#### Goal
Report each line of the listing below that contains the string "snow", treating uppercase and lowercase as different.

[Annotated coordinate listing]
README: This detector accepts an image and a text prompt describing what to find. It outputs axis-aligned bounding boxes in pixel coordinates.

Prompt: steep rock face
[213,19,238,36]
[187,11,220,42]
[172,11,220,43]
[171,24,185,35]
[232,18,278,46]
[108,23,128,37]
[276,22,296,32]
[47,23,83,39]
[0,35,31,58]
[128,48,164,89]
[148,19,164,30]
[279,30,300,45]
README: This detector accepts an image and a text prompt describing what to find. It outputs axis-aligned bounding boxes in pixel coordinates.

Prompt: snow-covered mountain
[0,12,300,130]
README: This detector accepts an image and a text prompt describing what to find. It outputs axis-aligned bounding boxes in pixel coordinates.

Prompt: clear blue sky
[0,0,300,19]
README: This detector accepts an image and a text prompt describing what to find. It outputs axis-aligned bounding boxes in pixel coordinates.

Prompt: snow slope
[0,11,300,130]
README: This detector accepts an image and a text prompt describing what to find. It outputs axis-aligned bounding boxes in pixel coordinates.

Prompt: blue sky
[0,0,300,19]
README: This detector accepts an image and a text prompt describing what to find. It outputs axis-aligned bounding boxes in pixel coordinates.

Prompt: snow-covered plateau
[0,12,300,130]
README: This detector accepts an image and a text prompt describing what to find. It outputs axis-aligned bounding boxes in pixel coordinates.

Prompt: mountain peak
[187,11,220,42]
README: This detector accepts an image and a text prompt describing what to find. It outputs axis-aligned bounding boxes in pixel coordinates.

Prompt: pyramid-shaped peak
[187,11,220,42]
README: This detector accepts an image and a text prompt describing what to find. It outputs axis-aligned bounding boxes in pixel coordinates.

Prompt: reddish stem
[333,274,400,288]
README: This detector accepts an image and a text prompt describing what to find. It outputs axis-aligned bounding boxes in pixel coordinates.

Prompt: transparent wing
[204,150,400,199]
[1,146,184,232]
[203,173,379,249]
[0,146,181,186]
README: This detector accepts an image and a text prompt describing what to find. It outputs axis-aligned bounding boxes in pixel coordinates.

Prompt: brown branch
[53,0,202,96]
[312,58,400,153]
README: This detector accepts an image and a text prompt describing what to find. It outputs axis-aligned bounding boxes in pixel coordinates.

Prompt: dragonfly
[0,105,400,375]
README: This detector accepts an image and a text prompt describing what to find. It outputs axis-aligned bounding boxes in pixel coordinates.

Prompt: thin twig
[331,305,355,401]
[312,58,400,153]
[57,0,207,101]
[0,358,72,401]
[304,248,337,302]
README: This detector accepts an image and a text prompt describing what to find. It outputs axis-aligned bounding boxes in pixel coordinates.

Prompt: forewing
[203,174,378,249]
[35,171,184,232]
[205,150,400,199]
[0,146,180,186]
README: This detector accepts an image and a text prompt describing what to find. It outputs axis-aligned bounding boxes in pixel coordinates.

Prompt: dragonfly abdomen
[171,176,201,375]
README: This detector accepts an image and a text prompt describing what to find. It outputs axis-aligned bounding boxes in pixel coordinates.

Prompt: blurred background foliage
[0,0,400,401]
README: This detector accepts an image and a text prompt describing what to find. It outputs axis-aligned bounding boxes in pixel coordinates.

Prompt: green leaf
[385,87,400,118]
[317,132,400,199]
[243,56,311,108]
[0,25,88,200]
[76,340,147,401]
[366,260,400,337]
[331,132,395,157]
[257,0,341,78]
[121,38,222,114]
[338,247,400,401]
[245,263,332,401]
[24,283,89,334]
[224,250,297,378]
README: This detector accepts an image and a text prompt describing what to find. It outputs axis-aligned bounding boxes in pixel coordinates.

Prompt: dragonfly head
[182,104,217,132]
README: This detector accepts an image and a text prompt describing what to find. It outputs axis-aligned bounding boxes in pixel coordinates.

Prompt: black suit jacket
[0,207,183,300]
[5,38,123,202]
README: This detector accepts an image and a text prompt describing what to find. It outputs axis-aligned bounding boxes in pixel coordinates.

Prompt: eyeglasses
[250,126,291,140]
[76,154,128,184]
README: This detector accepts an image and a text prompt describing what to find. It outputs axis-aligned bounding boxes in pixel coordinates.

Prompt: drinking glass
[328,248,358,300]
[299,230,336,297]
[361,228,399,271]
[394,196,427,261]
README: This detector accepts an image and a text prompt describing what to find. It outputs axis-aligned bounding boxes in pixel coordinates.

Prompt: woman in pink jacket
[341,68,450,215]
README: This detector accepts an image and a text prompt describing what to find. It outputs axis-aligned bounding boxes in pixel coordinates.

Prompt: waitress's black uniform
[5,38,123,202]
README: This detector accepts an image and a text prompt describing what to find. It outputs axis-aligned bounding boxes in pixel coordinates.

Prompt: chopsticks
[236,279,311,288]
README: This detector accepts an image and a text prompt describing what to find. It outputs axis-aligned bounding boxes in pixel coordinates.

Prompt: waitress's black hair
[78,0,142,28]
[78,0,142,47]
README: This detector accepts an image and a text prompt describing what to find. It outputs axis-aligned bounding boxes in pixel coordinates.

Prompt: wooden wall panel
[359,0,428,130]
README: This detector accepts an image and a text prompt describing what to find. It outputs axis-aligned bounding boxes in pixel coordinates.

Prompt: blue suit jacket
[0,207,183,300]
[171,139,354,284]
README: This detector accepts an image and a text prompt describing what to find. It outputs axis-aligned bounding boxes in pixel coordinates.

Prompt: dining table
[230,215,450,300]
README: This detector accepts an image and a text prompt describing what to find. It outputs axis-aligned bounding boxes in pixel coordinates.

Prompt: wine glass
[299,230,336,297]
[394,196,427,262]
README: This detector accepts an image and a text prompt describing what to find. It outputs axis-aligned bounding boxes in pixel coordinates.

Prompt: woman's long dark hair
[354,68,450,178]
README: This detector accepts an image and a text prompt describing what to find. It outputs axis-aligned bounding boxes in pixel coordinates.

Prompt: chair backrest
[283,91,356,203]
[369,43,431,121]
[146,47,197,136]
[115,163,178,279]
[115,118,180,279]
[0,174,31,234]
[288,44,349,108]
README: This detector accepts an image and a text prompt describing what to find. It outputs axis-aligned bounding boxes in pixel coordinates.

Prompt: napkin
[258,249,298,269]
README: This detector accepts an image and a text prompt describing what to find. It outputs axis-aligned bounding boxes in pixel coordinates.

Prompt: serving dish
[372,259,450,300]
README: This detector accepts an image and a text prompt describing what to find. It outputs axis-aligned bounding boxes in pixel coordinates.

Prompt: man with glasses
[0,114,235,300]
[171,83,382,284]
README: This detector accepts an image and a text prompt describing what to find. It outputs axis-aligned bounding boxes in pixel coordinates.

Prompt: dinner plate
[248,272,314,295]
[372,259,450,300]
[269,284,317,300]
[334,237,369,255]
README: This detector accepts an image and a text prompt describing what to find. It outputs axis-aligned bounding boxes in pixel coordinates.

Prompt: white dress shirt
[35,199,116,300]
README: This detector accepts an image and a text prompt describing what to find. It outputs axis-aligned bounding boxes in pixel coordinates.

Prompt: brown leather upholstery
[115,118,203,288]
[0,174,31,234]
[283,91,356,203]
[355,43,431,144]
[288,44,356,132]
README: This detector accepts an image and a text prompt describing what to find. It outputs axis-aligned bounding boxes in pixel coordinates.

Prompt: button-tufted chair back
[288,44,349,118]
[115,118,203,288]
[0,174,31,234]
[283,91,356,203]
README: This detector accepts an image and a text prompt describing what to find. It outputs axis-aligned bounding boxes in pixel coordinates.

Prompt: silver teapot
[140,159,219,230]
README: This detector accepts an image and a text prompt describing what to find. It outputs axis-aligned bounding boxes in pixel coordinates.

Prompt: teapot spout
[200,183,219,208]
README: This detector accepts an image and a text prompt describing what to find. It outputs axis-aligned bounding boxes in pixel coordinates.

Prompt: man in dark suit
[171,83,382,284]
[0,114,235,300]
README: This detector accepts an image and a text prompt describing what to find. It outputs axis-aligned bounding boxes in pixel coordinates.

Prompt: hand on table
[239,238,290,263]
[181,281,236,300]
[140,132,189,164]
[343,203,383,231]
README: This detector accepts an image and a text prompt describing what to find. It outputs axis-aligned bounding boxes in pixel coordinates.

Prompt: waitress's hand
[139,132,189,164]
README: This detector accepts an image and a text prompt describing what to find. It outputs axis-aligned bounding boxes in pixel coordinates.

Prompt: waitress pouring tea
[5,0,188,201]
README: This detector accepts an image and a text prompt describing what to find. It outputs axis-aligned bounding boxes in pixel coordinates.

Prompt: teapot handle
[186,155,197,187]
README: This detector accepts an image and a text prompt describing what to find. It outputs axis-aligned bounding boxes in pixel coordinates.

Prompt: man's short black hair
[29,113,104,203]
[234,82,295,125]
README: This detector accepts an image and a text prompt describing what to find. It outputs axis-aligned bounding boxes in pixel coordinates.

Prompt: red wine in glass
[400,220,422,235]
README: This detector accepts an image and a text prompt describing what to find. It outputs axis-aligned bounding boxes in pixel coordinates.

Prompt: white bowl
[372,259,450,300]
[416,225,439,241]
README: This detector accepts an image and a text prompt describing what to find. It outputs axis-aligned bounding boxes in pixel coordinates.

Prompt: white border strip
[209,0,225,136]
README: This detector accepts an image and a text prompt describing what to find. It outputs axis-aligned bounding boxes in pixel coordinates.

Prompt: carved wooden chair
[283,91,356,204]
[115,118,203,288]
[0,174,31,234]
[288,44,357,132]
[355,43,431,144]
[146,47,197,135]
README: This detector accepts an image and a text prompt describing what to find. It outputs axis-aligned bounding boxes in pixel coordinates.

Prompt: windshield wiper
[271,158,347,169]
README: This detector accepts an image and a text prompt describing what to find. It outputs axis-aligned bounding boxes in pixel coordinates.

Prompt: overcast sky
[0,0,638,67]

#### Finished answer
Prompt: snow-covered mountain
Prompt: snow slope
Prompt: snow-covered plateau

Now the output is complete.